--- Tasks to complete ---
1 > Translate this sentence from the netCDF text into Spanish: "New functionality - name the character dimension."
2 > Continue the netCDF text past its last line.

--- Extract to read ---
━━━━━━━━━━━━━━━━━━━━━━━━━━━━━━

Default/current behavior

ds.to_netcdf('char_arr_string.nc')

New functionality - name the character dimension.

ds.char_arr.encoding.update({"char_dim_name": "char_dim"}) ds.to_netcdf('char_arr_named.nc')

user@machine-session-2[1]:~/Downloads> ncdump -h char_arr_string.nc

netcdf char_arr_string {

dimensions:

char_arr = 3 ;

string3 = 3 ;

variables:

char char_arr(char_arr, string3) ;

char_arr:_Encoding = "utf-8" ;

}

user@machine-session-2[2]:~/Downloads> ncdump -h char_arr_named.nc

netcdf char_arr_named {

dimensions:

char_arr = 3 ;

char_dim = 3 ;

variables:

char char_arr(char_arr, char_dim) ;

char_arr:_Encoding = "utf-8" ;

}

New functionality - when decoding, preserve the character dimension name in the variable encoding for... encoding.

━━━━━━━━━━━━━━━━━━━━━━━━━━━━━━

--- Entries ---

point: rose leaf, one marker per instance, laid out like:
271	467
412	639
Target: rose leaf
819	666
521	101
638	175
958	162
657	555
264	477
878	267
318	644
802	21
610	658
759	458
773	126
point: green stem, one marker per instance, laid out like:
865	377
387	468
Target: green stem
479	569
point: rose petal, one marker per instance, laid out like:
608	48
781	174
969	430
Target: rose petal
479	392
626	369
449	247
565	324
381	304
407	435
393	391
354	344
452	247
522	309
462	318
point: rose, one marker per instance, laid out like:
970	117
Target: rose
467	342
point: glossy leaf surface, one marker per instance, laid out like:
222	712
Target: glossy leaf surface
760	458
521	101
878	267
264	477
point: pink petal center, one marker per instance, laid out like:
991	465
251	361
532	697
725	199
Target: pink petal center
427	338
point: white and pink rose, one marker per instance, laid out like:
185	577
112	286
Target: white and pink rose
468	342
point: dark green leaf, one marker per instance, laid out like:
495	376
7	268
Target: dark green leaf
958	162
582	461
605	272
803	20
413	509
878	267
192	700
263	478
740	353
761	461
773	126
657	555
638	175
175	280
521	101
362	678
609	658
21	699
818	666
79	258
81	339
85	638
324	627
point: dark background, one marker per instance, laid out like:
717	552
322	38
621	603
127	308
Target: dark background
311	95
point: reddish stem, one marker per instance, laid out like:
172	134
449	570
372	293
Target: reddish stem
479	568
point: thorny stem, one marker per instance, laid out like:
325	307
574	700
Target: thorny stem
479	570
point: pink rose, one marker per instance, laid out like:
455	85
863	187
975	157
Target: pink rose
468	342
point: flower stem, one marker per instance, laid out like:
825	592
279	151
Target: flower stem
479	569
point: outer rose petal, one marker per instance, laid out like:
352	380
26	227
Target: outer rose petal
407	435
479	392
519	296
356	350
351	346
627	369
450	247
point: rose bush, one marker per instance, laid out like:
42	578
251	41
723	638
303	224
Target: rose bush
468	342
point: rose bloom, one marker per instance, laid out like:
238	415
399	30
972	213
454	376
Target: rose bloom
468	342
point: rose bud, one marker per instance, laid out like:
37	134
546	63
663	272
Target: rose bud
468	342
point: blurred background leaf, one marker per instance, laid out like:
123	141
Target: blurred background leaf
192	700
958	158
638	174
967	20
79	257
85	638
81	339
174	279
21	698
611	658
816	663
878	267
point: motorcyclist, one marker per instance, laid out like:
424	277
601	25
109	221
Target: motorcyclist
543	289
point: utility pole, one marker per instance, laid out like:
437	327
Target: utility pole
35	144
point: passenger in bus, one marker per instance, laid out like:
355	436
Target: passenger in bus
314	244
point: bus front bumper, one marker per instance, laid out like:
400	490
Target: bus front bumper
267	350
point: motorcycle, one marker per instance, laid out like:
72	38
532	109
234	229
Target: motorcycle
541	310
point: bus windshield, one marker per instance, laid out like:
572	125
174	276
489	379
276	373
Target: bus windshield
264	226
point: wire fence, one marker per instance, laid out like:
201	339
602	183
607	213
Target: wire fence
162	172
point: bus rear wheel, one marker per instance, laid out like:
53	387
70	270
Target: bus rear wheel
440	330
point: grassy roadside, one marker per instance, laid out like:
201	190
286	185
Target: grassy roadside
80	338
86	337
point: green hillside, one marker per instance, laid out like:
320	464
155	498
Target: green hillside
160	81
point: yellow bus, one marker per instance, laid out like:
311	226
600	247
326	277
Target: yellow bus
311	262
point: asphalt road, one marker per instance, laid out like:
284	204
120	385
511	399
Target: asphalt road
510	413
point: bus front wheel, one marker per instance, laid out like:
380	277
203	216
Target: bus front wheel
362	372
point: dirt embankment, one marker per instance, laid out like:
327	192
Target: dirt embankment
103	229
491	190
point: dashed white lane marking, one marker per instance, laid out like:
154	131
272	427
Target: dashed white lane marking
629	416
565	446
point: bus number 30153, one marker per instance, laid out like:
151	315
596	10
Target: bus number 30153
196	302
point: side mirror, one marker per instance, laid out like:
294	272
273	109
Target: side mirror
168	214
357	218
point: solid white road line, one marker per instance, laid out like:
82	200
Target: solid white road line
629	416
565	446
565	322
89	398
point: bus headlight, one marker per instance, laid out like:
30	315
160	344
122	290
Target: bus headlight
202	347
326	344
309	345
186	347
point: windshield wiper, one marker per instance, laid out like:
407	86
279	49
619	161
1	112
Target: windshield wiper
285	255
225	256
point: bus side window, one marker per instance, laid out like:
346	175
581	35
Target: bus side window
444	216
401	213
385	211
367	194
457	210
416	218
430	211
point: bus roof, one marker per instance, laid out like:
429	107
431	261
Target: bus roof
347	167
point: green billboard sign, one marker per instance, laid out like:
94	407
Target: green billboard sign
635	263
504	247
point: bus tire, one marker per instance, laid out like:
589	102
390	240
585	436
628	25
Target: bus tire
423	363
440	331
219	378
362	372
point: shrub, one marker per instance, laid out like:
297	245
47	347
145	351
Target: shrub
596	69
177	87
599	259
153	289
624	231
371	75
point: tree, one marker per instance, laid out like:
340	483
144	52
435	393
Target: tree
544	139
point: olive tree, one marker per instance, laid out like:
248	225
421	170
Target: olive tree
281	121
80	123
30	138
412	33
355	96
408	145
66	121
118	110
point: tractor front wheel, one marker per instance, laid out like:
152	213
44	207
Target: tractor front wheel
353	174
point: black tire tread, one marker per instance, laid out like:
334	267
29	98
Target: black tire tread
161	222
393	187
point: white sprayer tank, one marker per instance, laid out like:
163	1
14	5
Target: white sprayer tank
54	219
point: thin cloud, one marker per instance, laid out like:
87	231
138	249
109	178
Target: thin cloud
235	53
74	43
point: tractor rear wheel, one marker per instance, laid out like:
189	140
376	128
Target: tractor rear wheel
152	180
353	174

━━━━━━━━━━━━━━━━━━━━━━━━━━━━━━

--- Task-by-task outputs ---
1 > Nueva funcionalidad: nombrar la dimensión de caracteres.

2 >
ds_read = xa.open_dataset('char_arr_named.nc') ds_read.char_arr.encoding

Out[4]:

{'_Encoding': 'utf-8',

'char_dim_name': 'char_dim',

'chunksizes': None,

'complevel': 0,

'contiguous': True,

'dtype': dtype('S1'),

'fletcher32': False,

'original_shape': (3, 3),

'shuffle': False,

'source': '/Users/james/Downloads/char_arr_named.nc',

'zlib': False}

ds_read.to_netcdf('char_arr_named_2.nc') exit()

user@machine-session-1[2]:~/Downloads> ncdump -h char_arr_named_2.nc

netcdf char_arr_named_2 {

dimensions:

char_arr = 3 ;

char_dim = 3 ;

variables:

char char_arr(char_arr, char_dim) ;

char_arr:_Encoding = "utf-8" ;

}

user@machine-session-1[3]:~/Downloads> pip uninstall -y xarray

user@machine-session-1[4]:~/Downloads> pip install xarray

user@machine-session-1[5]:~/Downloads> ipython

The old behavior... does not preserved the char dim name.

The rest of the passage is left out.